* **Provided data**:
******
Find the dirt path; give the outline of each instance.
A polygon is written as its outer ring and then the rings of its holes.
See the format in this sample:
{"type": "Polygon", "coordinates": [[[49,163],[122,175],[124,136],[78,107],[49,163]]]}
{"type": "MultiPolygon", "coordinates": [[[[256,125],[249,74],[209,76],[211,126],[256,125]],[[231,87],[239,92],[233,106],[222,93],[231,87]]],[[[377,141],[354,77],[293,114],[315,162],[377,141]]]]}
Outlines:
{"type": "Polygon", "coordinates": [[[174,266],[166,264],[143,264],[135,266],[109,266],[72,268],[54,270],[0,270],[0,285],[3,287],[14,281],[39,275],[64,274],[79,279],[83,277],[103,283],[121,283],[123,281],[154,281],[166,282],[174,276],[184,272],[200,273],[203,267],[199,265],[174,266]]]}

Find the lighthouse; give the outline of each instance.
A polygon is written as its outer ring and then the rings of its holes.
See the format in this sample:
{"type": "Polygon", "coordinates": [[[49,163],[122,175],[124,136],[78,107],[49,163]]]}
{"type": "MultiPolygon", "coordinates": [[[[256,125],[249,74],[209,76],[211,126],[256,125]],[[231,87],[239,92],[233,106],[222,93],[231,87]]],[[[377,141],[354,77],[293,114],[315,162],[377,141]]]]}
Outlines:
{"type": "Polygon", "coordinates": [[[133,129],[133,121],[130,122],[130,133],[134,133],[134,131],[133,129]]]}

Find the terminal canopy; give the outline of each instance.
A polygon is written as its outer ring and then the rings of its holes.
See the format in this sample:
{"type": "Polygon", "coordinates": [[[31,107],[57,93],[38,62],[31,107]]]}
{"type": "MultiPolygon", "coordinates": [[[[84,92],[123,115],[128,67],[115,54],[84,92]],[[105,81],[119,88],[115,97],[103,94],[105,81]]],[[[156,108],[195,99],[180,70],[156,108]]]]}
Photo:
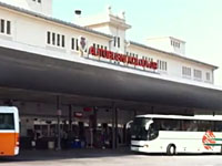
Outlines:
{"type": "Polygon", "coordinates": [[[0,86],[222,111],[222,91],[0,48],[0,86]]]}

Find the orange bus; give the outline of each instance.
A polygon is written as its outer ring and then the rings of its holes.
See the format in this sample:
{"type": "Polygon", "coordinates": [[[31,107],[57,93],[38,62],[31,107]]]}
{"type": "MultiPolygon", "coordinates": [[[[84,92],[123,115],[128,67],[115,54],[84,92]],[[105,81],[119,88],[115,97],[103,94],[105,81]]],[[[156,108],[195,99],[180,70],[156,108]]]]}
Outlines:
{"type": "Polygon", "coordinates": [[[19,154],[19,112],[13,106],[0,106],[0,156],[19,154]]]}

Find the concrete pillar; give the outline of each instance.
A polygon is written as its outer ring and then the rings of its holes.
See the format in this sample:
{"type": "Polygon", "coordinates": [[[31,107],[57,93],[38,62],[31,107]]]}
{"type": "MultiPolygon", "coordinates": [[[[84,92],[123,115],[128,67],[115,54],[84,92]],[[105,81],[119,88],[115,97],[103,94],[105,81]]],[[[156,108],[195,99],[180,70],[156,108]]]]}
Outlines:
{"type": "Polygon", "coordinates": [[[69,132],[72,131],[72,105],[69,105],[69,132]]]}
{"type": "Polygon", "coordinates": [[[115,105],[112,106],[112,149],[115,149],[115,105]]]}
{"type": "Polygon", "coordinates": [[[115,148],[118,148],[118,146],[119,146],[119,128],[118,128],[118,108],[115,107],[115,129],[114,129],[114,132],[115,132],[115,148]]]}
{"type": "Polygon", "coordinates": [[[60,151],[61,149],[61,129],[60,129],[60,118],[61,118],[61,97],[57,96],[57,149],[60,151]]]}

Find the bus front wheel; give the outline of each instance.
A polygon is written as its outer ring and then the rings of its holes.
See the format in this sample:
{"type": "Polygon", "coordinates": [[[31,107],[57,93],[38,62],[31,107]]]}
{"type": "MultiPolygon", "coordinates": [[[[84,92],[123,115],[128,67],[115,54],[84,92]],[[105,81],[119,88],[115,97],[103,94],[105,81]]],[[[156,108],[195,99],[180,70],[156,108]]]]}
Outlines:
{"type": "Polygon", "coordinates": [[[168,145],[167,154],[168,155],[175,155],[175,145],[173,145],[173,144],[168,145]]]}

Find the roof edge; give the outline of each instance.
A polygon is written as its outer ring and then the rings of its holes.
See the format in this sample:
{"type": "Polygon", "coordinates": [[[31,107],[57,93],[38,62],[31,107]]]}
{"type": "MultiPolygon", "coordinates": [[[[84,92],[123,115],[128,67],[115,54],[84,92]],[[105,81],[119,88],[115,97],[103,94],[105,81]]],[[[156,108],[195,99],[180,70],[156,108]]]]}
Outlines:
{"type": "Polygon", "coordinates": [[[149,50],[153,50],[153,51],[157,51],[157,52],[165,53],[168,55],[176,56],[176,58],[180,58],[180,59],[183,59],[183,60],[188,60],[188,61],[192,61],[192,62],[195,62],[195,63],[201,63],[203,65],[209,65],[209,66],[213,68],[213,70],[218,70],[219,69],[219,66],[213,65],[213,64],[209,64],[209,63],[201,62],[201,61],[198,61],[198,60],[193,60],[193,59],[190,59],[190,58],[181,56],[180,54],[167,52],[167,51],[159,50],[159,49],[155,49],[155,48],[151,48],[151,46],[148,46],[145,44],[141,44],[141,43],[138,43],[138,42],[134,42],[134,41],[130,41],[130,44],[143,48],[143,49],[149,49],[149,50]]]}
{"type": "Polygon", "coordinates": [[[110,34],[105,34],[105,33],[102,33],[102,32],[99,32],[99,31],[94,31],[94,30],[89,29],[89,28],[84,28],[84,27],[81,27],[81,25],[78,25],[78,24],[74,24],[74,23],[71,23],[71,22],[67,22],[67,21],[63,21],[63,20],[60,20],[60,19],[57,19],[57,18],[44,15],[42,13],[38,13],[38,12],[34,12],[34,11],[27,10],[27,9],[23,9],[23,8],[19,8],[19,7],[16,7],[16,6],[11,6],[11,4],[8,4],[8,3],[0,2],[0,7],[7,8],[9,10],[14,10],[17,12],[22,12],[22,13],[29,14],[31,17],[37,17],[37,18],[44,19],[44,20],[48,20],[48,21],[52,21],[52,22],[56,22],[56,23],[59,23],[59,24],[63,24],[63,25],[67,25],[67,27],[70,27],[70,28],[79,29],[79,30],[82,30],[82,31],[85,31],[85,32],[94,33],[97,35],[102,35],[102,37],[105,37],[105,38],[109,38],[109,39],[112,38],[112,35],[110,35],[110,34]]]}

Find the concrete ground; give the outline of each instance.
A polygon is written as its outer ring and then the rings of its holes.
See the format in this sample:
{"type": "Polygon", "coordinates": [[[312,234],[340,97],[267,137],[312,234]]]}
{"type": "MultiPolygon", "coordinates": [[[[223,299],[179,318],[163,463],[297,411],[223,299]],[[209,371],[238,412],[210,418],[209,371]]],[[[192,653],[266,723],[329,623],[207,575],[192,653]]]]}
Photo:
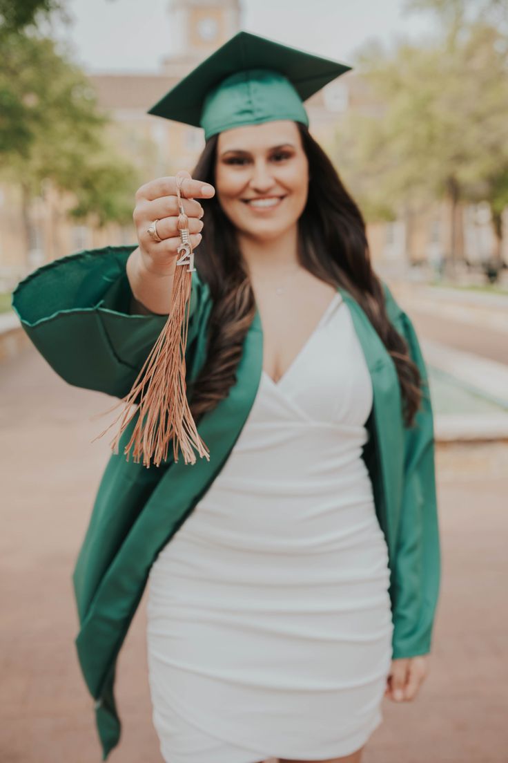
******
* **The request**: Extract every line in the records above that contains the word "concrete".

* **Answer to this exercise**:
Find the concrete pillar; give the outline of each instance.
Find the concrete ground; give the outline of each instance.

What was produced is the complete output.